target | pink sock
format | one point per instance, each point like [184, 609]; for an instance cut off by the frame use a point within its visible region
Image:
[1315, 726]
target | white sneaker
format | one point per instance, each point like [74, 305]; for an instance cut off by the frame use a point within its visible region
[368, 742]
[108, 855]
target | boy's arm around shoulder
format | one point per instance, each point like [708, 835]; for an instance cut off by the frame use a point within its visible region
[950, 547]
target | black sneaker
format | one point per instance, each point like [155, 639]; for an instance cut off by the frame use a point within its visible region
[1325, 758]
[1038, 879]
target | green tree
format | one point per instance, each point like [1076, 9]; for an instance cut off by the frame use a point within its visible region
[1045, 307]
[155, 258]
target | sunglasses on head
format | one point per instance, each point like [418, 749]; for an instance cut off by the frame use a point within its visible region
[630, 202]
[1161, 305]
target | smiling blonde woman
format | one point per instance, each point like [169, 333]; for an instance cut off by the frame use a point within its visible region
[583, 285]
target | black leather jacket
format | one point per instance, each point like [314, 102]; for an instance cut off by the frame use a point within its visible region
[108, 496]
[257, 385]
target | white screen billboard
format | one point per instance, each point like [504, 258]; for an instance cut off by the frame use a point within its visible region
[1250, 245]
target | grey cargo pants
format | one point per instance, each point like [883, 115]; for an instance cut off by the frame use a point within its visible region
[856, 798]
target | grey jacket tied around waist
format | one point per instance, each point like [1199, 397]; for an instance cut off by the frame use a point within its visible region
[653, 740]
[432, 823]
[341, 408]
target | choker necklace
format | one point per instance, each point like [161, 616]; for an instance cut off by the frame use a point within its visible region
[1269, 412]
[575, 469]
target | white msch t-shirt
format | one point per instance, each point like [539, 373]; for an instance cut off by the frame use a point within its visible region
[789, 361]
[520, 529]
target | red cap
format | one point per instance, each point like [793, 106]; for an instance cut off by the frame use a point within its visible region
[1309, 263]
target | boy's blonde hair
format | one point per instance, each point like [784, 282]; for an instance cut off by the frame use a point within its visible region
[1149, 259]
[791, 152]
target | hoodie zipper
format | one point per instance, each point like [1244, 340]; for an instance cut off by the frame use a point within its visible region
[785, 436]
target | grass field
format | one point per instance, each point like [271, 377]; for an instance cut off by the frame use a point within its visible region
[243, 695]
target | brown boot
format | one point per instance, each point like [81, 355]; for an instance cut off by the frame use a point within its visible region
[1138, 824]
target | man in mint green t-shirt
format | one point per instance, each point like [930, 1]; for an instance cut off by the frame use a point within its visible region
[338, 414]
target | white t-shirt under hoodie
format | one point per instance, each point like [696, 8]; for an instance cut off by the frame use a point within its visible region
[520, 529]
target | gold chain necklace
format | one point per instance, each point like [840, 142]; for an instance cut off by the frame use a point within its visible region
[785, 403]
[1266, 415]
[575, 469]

= Stated task =
Rescale the lines starting at the one that contains "target | hoodie zipper" and ending at the final line, reproducing every request unchanged, including its sample points. Multiply each point coordinate in the answers by 2.25 and round it to a whole number, with halves rounded up.

= Result of the exercise =
target | hoodie zipper
format | one point per instance, each point like [1244, 340]; for an instance cut off by the frame use a point within its visible region
[1766, 981]
target | grass field
format | one point per instance, each point like [271, 377]; for an instance cut off by the frame use a point within its visible region
[547, 1564]
target | brown boot
format | one point per instance, each point like [81, 355]; for an instance cut off by the frame use a point within its visible region
[2561, 1854]
target | man in mint green t-shirt
format | one point per instance, each point like [930, 1]; for an instance cut off by the frame use a point within its visible region
[761, 932]
target | white t-shirt under hoodie
format | one point per instance, each point like [696, 8]; for an instance cut off by the frame use a point within its visible region
[1170, 1190]
target | gold chain necklace
format | one point per instance, each point like [840, 142]; for an instance cut off by the frame use a point within its visible region
[1766, 907]
[2849, 934]
[1294, 1055]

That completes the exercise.